Yo no se la vuestra, pero mi vida se ha vuelto maravillosa y tremendamente fácil desde que mi móvil me permite consultar el tiempo que va a hacer, dónde demonios está la Tesorería de la Seguridad Social en mi ciudad, preguntarle a mi hermano que vive a 900 kilómetros si su hija está mejor del resfriado, hacer la compra mientras mi mujer comprueba si nos falta mostaza en el frigorífico en tiempo real o investigar cómo llamaban los romanos a los chinos.
Curiosamente la respuesta a eso último es “seres”.
De pronto parece que todo el mundo se ha vuelto tecnófobo, y que la culpa de que salgas a tomar una cerveza con amigos y todo el mundo esté mirando constantemente el teléfono es del teléfono
Y de algún misterioso modo eso no me impide jugar con mi hijo a diario, unas veces con juguetes físicos analógicos, otras con un piano interactivo en nuestra tablet, otras viendo Pocoyó en la tele del salón. Mágicamente también soy capaz de relacionarme con la gente a mi alrededor, y de hecho de una forma más eficiente, y de hecho de una forma más cercana con quienes viven lejos. Las aplicaciones de mensajería instantánea en el móvil han creado un nuevo espacio de comunicación asíncrona que tiene sus peculiaridades, como todos los espacios de comunicación asíncrona, pero mi particularidad favorita sobre ellas es que son acojonantes y ahora vivo más feliz porque no soy un imbécil que se deja absorber por su móvil en situaciones en las que es socialmente inapropiado dejarse absorber por el móvil.
Los que nacimos en mi generación y tuvimos los intereses tecnológicos que tuve yo tememos facilidad para darle a estas distracciones el sitio que deben tener en nuestra vida. Crecimos con módems ultralentos con los que navegar era más barato a partir de las 10 de la noche, y con la llegada del ADSL pasábamos tardes enteras en chats, juegos online o foros, totalmente enganchados al nuevo mundo de posibilidades que se abría ante nosotros. El resto de la gente no lo entendía y nos miraba mal. Mi padre dejó de hablarme y me echó de su vida porque no entendía que la mía era ahora así. Un año después, gracias a que mi vida era así, conocí a la que hoy es mi mujer.
Ahora, esos mismos chavales que con 25 años dejábamos nuestra adicción a toda esta apasionante revolución, vemos cómo las generaciones anteriores y posteriores, a las que de pronto les han puesto en las manos una forma socialmente aceptable de hacer exactamente lo mismo, sufren el mismo proceso, y tienen verdaderas dificultades para reconciliar este espacio comunicativo que tanta atención exige con el resto. Y vemos cómo se culpa a uno de los mejores putos inventos del ser humano de la estupidez del propio ser humano.

■ INSTRUCCIONES:
#1 Por favor, transcribe del texto el fragmento que va desde "Los que nacimos" hasta "es mi mujer.", ambos incluidos.
#2 Según el texto, ¿cómo llamaban los romanos a los chinos?
Los datos son un material independiente del texto.

■ DATOS MOSTRADOS:
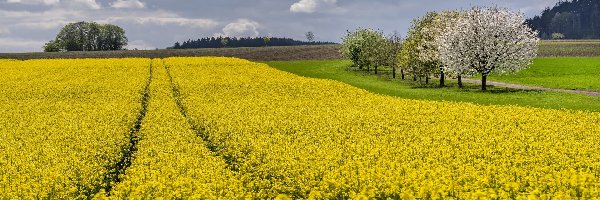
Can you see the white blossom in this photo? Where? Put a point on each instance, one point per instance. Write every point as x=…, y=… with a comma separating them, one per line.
x=487, y=40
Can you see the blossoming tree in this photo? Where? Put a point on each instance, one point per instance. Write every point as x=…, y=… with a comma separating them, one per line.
x=488, y=40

■ RESPUESTAS:
#1
Los que nacimos en mi generación y tuvimos los intereses tecnológicos que tuve yo tememos facilidad para darle a estas distracciones el sitio que deben tener en nuestra vida. Crecimos con módems ultralentos con los que navegar era más barato a partir de las 10 de la noche, y con la llegada del ADSL pasábamos tardes enteras en chats, juegos online o foros, totalmente enganchados al nuevo mundo de posibilidades que se abría ante nosotros. El resto de la gente no lo entendía y nos miraba mal. Mi padre dejó de hablarme y me echó de su vida porque no entendía que la mía era ahora así. Un año después, gracias a que mi vida era así, conocí a la que hoy es mi mujer.

#2 Los llamaban "seres".